== TEXT SEGMENT ==

PHYSICS 334 : Statistical Physics and Condensed Matter


2024 Semester One (1243) (15 POINTS)

Course Prescription

Covers statistical physics and condensed matter physics, and describes how macroscopic properties of physical systems arise from microscopic dynamics. Topics in statistical physics include temperature, the partition function and connections with classical thermodynamics. Topics in condensed matter physics include crystal structures, phonons, electronic band theory, and semiconductors.

Course Overview

The course is divided into two 6-weeks parts giving an introduction into statistical physics and basics of condensed matter physics.
The aim of the course is to introduce students to the underlying theory of these fields. This will be done through lectures and assignments (including computational and communication assessments).

Course Requirements

Prerequisite: 15 points from PHYSICS 201, 231, 15 points from PHYSICS 203, 251 and 15 points from PHYSICS 211, MATHS 253, 260, ENGSCI 211 Restriction: PHYSICS 315, 354

Capabilities Developed in this Course

Capability 1: People and Place
Capability 2: Sustainability
Capability 3: Knowledge and Practice
Capability 4: Critical Thinking
Capability 5: Solution Seeking
Capability 6: Communication
Capability 8: Ethics and Professionalism
Graduate Profile: Bachelor of Science

Learning Outcomes

By the end of this course, students will be able to:
  1. Understand and apply statistical concepts to derive thermodynamic concepts and quantities (Capability 1, 3, 4 and 5)
  2. Describe the concept of phases and their transitions (Capability 3, 4 and 6)
  3. Critically evaluate the differences between classical and quantum statistics (Capability 3, 4 and 6)
  4. Understand and apply the theory of: lattice structure; phonons; electronic structure and electronic phases of materials (Capability 3, 4 and 5)
  5. Critically evaluate the differences between metallic, insulating, and semiconducting phases and their applications. (Capability 2, 3, 4, 5 and 6)
  6. Critically evaluate a recent research publication on a topic related to the course (Capability 3, 4, 6 and 8)
  7. Create a research presentation on condensed-matter problem of choice (Capability 1, 2, 3, 4, 5, 6 and 8)


Assessment Type Percentage Classification
Final Exam 50% Individual Examination
Assignments 50% Individual Coursework
Assessment Type Learning Outcome Addressed
1 2 3 4 5 6 7
Final Exam

The best 5 of 6 assignments count towards the final grade.

Assignments include written work, a python experiment, and a presentation.


Tuākana Science is a multi-faceted programme for Māori and Pacific students providing topic specific tutorials, one-on-one sessions, test and exam preparation and more. Explore your options at

The Physics Tuākana coordinators will make themselves known at the start of the course, and will offer various activities for interested students.

===
== GIVEN DATA ==

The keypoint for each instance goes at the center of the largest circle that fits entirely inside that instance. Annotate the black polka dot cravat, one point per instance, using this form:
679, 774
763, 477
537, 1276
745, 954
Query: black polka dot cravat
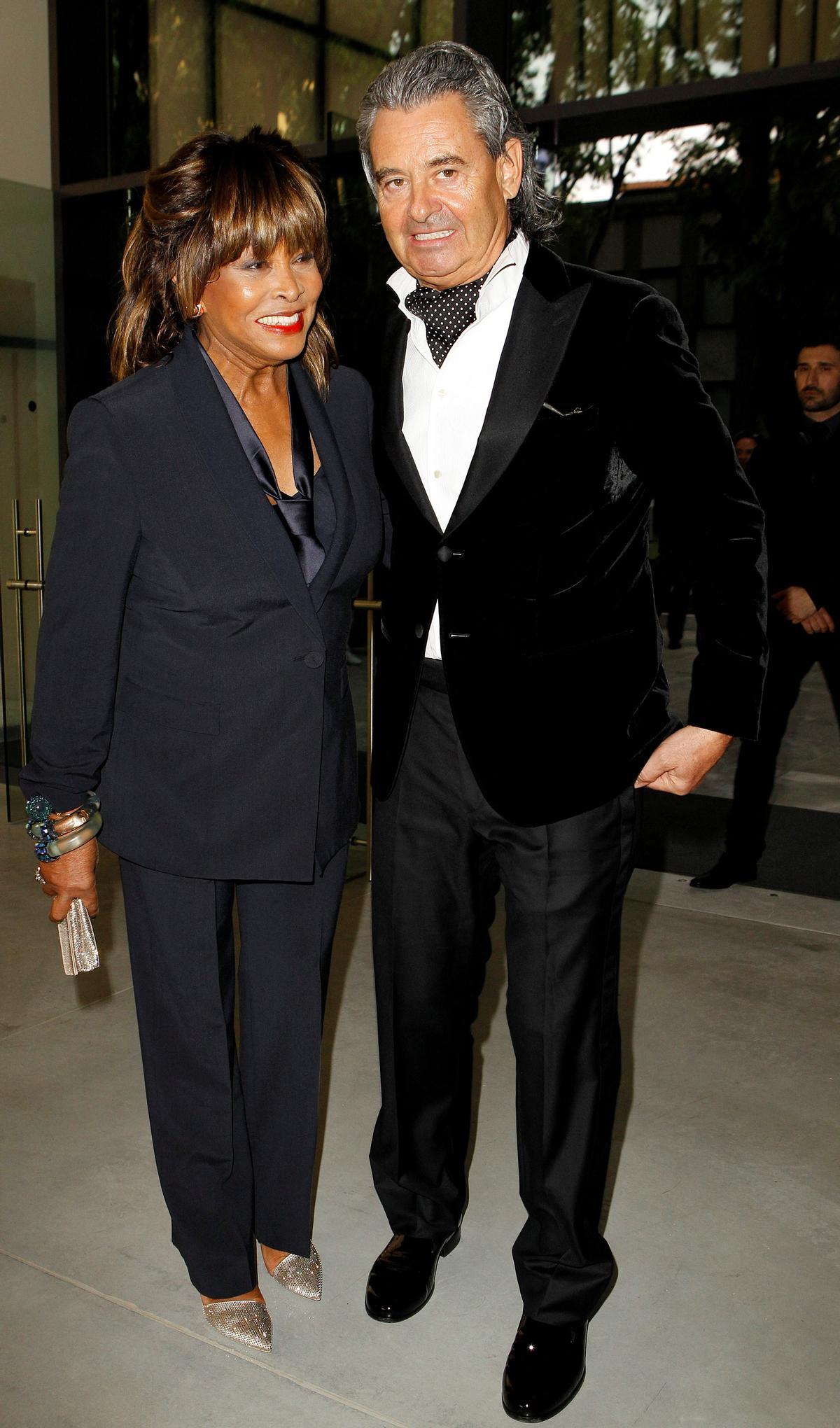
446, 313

===
== GIVEN DATA ==

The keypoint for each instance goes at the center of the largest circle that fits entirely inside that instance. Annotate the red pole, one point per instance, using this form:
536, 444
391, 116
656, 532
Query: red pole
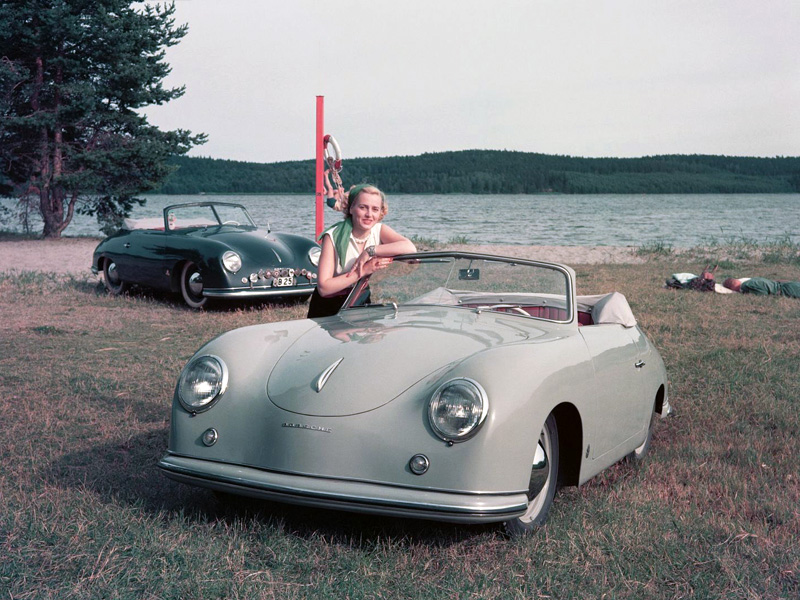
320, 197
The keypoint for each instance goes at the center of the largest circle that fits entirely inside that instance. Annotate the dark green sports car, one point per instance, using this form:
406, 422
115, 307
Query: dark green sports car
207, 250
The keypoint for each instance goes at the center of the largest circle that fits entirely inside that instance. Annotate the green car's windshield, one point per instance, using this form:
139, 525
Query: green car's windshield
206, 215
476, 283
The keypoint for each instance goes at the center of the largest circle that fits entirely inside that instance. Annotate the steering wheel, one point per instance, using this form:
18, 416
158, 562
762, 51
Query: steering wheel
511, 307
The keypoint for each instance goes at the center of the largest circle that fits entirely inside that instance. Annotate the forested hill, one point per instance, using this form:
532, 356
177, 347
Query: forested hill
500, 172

===
== GIVEN DATA ==

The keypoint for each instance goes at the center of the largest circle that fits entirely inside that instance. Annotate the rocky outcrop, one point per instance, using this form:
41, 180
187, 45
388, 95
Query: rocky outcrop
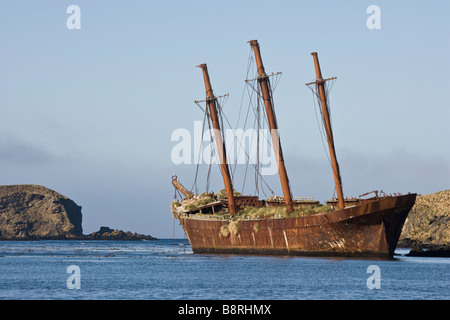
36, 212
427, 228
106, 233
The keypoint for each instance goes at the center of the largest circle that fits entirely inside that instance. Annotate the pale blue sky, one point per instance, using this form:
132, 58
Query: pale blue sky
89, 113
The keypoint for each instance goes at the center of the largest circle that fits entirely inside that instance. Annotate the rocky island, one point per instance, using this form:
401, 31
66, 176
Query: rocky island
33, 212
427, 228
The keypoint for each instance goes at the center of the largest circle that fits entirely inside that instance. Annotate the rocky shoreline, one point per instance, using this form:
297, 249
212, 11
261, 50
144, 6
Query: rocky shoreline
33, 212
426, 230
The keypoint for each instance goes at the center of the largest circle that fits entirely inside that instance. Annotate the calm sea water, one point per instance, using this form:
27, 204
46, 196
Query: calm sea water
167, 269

===

PROBLEM 1:
Echo everything in the course outline from "Capability 1: People" down to "transitions (Capability 3, 4 and 6)", word for word.
PROBLEM 2:
Using the course outline, decide whether each statement holds: (a) the final exam accounts for half of the assessment; (b) the best four of six assignments count toward the final grade; (c) the course is divided into three parts. Answer yes or no for each, quoting the deciding words.
Rely solely on the course outline above.

CORRECT RESULT 1:
Capability 1: People and Place
Capability 2: Sustainability
Capability 3: Knowledge and Practice
Capability 4: Critical Thinking
Capability 5: Solution Seeking
Capability 6: Communication
Capability 8: Ethics and Professionalism
Graduate Profile: Bachelor of Science

Learning Outcomes

By the end of this course, students will be able to:
  1. Understand and apply statistical concepts to derive thermodynamic concepts and quantities (Capability 1, 3, 4 and 5)
  2. Describe the concept of phases and their transitions (Capability 3, 4 and 6)

CORRECT RESULT 2:
(a) Yes: "Final Exam 50% Individual Examination"
(b) No: "The best 5 of 6 assignments count towards the final grade."
(c) No: "The course is divided into two 6-weeks parts"